> **AIM**: Your task is to repeat, word for word, the line containing "of the mowed" and all lines that follow it to the end of the material, and no other lines.

> **RECORDS TO PROCESS**:
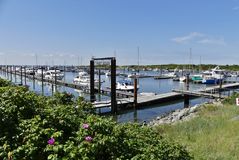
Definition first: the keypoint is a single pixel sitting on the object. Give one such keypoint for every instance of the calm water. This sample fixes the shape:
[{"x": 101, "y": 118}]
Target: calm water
[{"x": 146, "y": 85}]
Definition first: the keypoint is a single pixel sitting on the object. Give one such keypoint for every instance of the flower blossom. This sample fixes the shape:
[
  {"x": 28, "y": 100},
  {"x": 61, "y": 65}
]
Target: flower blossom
[
  {"x": 88, "y": 138},
  {"x": 86, "y": 126},
  {"x": 51, "y": 141}
]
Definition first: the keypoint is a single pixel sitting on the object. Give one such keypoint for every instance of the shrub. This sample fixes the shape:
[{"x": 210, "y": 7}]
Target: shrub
[{"x": 33, "y": 127}]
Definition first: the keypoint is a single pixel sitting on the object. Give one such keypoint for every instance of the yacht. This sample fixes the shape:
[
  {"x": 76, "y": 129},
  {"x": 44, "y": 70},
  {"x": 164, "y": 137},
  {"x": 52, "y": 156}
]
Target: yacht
[
  {"x": 52, "y": 74},
  {"x": 83, "y": 79},
  {"x": 213, "y": 76},
  {"x": 125, "y": 85}
]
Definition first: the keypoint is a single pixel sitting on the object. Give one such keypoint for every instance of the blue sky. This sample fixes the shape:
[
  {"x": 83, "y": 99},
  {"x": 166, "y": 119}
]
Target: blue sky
[{"x": 68, "y": 31}]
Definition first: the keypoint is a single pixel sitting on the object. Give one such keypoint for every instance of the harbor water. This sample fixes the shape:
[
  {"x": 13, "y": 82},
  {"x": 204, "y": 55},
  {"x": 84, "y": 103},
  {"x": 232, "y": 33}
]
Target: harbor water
[{"x": 145, "y": 85}]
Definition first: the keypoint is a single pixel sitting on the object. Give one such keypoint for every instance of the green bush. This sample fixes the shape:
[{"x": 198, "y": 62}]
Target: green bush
[
  {"x": 35, "y": 127},
  {"x": 4, "y": 83},
  {"x": 232, "y": 99}
]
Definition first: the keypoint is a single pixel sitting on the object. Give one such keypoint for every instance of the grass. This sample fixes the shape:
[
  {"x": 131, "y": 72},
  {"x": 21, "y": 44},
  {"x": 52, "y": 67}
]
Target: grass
[{"x": 211, "y": 135}]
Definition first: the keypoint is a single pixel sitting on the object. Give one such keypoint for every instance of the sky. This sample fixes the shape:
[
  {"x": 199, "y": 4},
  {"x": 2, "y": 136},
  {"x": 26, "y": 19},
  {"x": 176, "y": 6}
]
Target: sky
[{"x": 71, "y": 32}]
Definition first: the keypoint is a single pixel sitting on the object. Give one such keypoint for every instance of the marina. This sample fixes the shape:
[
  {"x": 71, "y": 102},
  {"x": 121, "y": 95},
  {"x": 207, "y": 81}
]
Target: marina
[{"x": 146, "y": 98}]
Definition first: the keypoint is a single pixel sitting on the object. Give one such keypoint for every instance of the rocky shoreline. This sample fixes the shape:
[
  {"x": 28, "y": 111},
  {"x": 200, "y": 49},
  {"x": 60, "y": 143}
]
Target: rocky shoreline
[{"x": 179, "y": 115}]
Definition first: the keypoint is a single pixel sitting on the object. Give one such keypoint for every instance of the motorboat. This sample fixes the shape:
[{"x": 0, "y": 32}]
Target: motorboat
[
  {"x": 125, "y": 85},
  {"x": 197, "y": 78},
  {"x": 83, "y": 79},
  {"x": 213, "y": 76},
  {"x": 54, "y": 74},
  {"x": 136, "y": 75}
]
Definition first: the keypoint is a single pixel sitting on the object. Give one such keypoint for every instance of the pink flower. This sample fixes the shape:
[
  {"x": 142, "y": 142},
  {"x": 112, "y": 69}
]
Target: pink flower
[
  {"x": 88, "y": 138},
  {"x": 86, "y": 126},
  {"x": 51, "y": 141}
]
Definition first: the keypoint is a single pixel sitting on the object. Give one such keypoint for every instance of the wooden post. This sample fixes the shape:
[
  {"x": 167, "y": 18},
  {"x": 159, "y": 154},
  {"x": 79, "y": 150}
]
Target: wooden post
[
  {"x": 99, "y": 82},
  {"x": 11, "y": 73},
  {"x": 92, "y": 81},
  {"x": 21, "y": 75},
  {"x": 25, "y": 75},
  {"x": 186, "y": 97},
  {"x": 7, "y": 72},
  {"x": 15, "y": 70},
  {"x": 113, "y": 86},
  {"x": 64, "y": 73},
  {"x": 42, "y": 83},
  {"x": 135, "y": 92},
  {"x": 33, "y": 77},
  {"x": 220, "y": 88},
  {"x": 55, "y": 80}
]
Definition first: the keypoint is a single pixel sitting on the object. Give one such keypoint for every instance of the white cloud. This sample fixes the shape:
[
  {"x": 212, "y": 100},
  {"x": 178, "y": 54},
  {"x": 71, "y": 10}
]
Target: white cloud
[
  {"x": 196, "y": 37},
  {"x": 218, "y": 41},
  {"x": 188, "y": 38},
  {"x": 235, "y": 8}
]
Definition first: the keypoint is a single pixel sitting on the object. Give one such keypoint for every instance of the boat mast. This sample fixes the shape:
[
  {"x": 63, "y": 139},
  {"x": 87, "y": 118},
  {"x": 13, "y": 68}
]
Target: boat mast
[
  {"x": 138, "y": 59},
  {"x": 190, "y": 60}
]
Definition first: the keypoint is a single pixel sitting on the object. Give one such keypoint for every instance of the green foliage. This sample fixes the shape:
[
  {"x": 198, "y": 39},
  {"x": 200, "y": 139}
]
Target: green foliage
[
  {"x": 213, "y": 134},
  {"x": 64, "y": 98},
  {"x": 28, "y": 121},
  {"x": 232, "y": 99},
  {"x": 4, "y": 83}
]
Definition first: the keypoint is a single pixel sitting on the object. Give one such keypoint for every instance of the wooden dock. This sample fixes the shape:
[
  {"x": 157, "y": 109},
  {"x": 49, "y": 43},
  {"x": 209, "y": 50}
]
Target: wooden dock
[
  {"x": 85, "y": 89},
  {"x": 147, "y": 100},
  {"x": 210, "y": 92},
  {"x": 144, "y": 100}
]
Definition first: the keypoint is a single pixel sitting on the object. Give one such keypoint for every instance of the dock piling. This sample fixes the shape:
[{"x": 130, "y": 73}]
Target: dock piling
[
  {"x": 186, "y": 96},
  {"x": 135, "y": 92}
]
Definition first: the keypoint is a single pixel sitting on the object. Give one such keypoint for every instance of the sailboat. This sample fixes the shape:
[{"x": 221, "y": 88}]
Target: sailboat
[{"x": 136, "y": 74}]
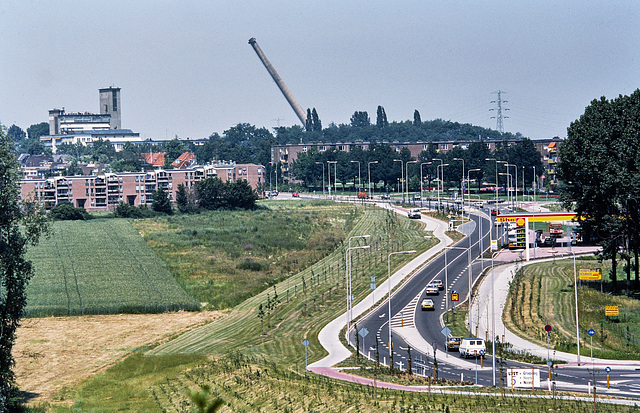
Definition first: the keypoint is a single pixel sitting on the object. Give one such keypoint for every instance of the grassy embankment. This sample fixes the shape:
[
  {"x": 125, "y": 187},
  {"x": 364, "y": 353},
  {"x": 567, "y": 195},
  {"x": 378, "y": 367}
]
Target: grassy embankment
[{"x": 543, "y": 294}]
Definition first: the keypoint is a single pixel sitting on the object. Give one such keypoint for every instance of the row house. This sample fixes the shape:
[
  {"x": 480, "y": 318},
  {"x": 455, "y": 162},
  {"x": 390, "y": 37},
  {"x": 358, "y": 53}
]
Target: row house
[{"x": 105, "y": 191}]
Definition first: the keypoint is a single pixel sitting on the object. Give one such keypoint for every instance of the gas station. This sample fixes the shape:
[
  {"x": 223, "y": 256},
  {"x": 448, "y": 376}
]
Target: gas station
[{"x": 522, "y": 221}]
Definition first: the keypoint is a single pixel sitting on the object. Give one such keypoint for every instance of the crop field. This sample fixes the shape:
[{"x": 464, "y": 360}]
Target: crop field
[
  {"x": 100, "y": 267},
  {"x": 543, "y": 294}
]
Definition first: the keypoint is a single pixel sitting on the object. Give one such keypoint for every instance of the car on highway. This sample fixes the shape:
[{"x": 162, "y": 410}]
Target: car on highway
[
  {"x": 432, "y": 289},
  {"x": 427, "y": 304},
  {"x": 472, "y": 347}
]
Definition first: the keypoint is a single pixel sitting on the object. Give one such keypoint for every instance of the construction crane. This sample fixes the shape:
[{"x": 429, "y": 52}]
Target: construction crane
[{"x": 276, "y": 78}]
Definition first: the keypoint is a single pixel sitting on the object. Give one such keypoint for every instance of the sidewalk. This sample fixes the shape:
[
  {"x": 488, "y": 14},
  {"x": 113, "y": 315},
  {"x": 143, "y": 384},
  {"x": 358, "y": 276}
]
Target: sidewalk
[
  {"x": 480, "y": 317},
  {"x": 328, "y": 336}
]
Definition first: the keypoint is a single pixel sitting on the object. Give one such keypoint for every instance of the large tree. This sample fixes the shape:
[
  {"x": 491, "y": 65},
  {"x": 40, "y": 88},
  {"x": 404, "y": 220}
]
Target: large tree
[
  {"x": 600, "y": 168},
  {"x": 20, "y": 226}
]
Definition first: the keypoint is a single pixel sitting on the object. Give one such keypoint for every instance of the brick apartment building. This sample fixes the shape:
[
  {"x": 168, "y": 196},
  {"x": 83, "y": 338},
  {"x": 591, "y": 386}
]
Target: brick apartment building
[{"x": 104, "y": 191}]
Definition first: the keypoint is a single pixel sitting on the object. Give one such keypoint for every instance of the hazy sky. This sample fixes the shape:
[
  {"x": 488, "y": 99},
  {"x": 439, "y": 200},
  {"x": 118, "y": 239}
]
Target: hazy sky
[{"x": 185, "y": 68}]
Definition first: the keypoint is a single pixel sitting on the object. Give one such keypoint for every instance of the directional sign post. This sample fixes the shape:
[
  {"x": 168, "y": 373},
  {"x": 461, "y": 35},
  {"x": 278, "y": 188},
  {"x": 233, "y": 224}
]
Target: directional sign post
[
  {"x": 305, "y": 343},
  {"x": 363, "y": 333}
]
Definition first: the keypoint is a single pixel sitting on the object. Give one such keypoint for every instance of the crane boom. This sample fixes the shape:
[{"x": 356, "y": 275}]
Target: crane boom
[{"x": 276, "y": 78}]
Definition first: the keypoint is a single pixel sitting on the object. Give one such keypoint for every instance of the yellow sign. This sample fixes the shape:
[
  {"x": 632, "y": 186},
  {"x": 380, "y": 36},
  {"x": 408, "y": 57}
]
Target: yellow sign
[
  {"x": 611, "y": 310},
  {"x": 590, "y": 274}
]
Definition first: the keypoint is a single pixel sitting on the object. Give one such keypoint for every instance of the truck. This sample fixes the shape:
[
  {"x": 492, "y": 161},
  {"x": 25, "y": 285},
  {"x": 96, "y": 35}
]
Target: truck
[{"x": 555, "y": 230}]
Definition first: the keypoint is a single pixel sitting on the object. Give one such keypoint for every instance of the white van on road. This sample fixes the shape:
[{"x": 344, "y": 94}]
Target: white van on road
[{"x": 472, "y": 347}]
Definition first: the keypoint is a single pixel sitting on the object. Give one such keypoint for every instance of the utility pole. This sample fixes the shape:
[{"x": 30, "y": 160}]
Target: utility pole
[{"x": 499, "y": 117}]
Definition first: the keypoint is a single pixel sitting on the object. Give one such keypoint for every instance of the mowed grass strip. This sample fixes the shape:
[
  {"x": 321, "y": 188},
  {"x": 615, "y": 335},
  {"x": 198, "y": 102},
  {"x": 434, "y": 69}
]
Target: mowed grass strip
[
  {"x": 543, "y": 293},
  {"x": 100, "y": 267}
]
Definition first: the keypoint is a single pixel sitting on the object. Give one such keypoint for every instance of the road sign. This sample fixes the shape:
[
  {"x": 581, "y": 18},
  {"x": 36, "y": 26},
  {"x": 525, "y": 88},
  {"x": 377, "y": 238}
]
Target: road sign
[
  {"x": 611, "y": 310},
  {"x": 586, "y": 274}
]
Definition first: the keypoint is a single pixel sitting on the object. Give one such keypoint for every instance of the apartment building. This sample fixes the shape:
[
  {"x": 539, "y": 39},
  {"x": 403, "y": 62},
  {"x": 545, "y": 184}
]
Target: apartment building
[{"x": 104, "y": 191}]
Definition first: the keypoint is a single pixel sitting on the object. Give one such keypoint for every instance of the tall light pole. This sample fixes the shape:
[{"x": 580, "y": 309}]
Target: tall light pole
[
  {"x": 515, "y": 172},
  {"x": 347, "y": 266},
  {"x": 322, "y": 163},
  {"x": 389, "y": 285},
  {"x": 369, "y": 168},
  {"x": 438, "y": 178},
  {"x": 422, "y": 181},
  {"x": 335, "y": 173},
  {"x": 461, "y": 185},
  {"x": 575, "y": 288},
  {"x": 442, "y": 180},
  {"x": 401, "y": 176},
  {"x": 359, "y": 183},
  {"x": 407, "y": 177}
]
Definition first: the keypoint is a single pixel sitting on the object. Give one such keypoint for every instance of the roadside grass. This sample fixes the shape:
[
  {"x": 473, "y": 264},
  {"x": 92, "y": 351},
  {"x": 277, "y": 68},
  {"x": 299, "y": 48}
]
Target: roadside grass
[
  {"x": 305, "y": 302},
  {"x": 101, "y": 266},
  {"x": 543, "y": 294},
  {"x": 222, "y": 258}
]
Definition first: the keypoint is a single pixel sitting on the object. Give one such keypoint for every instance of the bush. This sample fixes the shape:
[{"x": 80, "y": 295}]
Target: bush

> **RESPONSE**:
Definition first: the keypoint is a single pixel sitting on the object. Give one such keypoint for every instance of the mowed grass strip. This sample fixes the shape:
[
  {"x": 321, "y": 188},
  {"x": 615, "y": 335},
  {"x": 198, "y": 102},
  {"x": 434, "y": 69}
]
Target: mowed grass strip
[
  {"x": 543, "y": 293},
  {"x": 100, "y": 267}
]
Definition first: the keypoint is a single pixel sitting on the object. Give one such keypoint for every instance of the road sign. This sample fixes the shape:
[
  {"x": 581, "y": 18},
  {"x": 36, "y": 26},
  {"x": 525, "y": 88},
  {"x": 377, "y": 238}
]
Target: road sign
[
  {"x": 611, "y": 310},
  {"x": 586, "y": 274}
]
Definition first: the keypoint is a single pixel sitting on the object. Give one such keypoint for every instance of the apartment building. This sample fixes the shape:
[
  {"x": 539, "y": 39},
  {"x": 403, "y": 62},
  {"x": 545, "y": 184}
]
Target: apartment building
[{"x": 104, "y": 191}]
Definition first: the keypoint is a single pixel sitting on the object. Give one such keypoint for every instance of the tall light pole. This sample fixes the shape:
[{"x": 580, "y": 309}]
Target: tall light pole
[
  {"x": 515, "y": 172},
  {"x": 347, "y": 266},
  {"x": 322, "y": 163},
  {"x": 389, "y": 285},
  {"x": 369, "y": 168},
  {"x": 438, "y": 178},
  {"x": 422, "y": 181},
  {"x": 335, "y": 173},
  {"x": 461, "y": 185},
  {"x": 575, "y": 288},
  {"x": 442, "y": 180},
  {"x": 401, "y": 176},
  {"x": 359, "y": 183},
  {"x": 407, "y": 177}
]
Definition first: the keypoint is a single pixel sitting on the object. Give one such keypoint for every instance of the roadside grass. This sample fixes the shape:
[
  {"x": 473, "y": 264},
  {"x": 92, "y": 351},
  {"x": 277, "y": 68},
  {"x": 299, "y": 48}
]
Target: roadside grass
[
  {"x": 305, "y": 302},
  {"x": 101, "y": 266},
  {"x": 543, "y": 294},
  {"x": 222, "y": 258}
]
Definition first: the keypoint is a single pixel sitting on the object. Give one such keypoint for every instance of the bush. This sample fixes the shape:
[{"x": 80, "y": 295}]
Target: bush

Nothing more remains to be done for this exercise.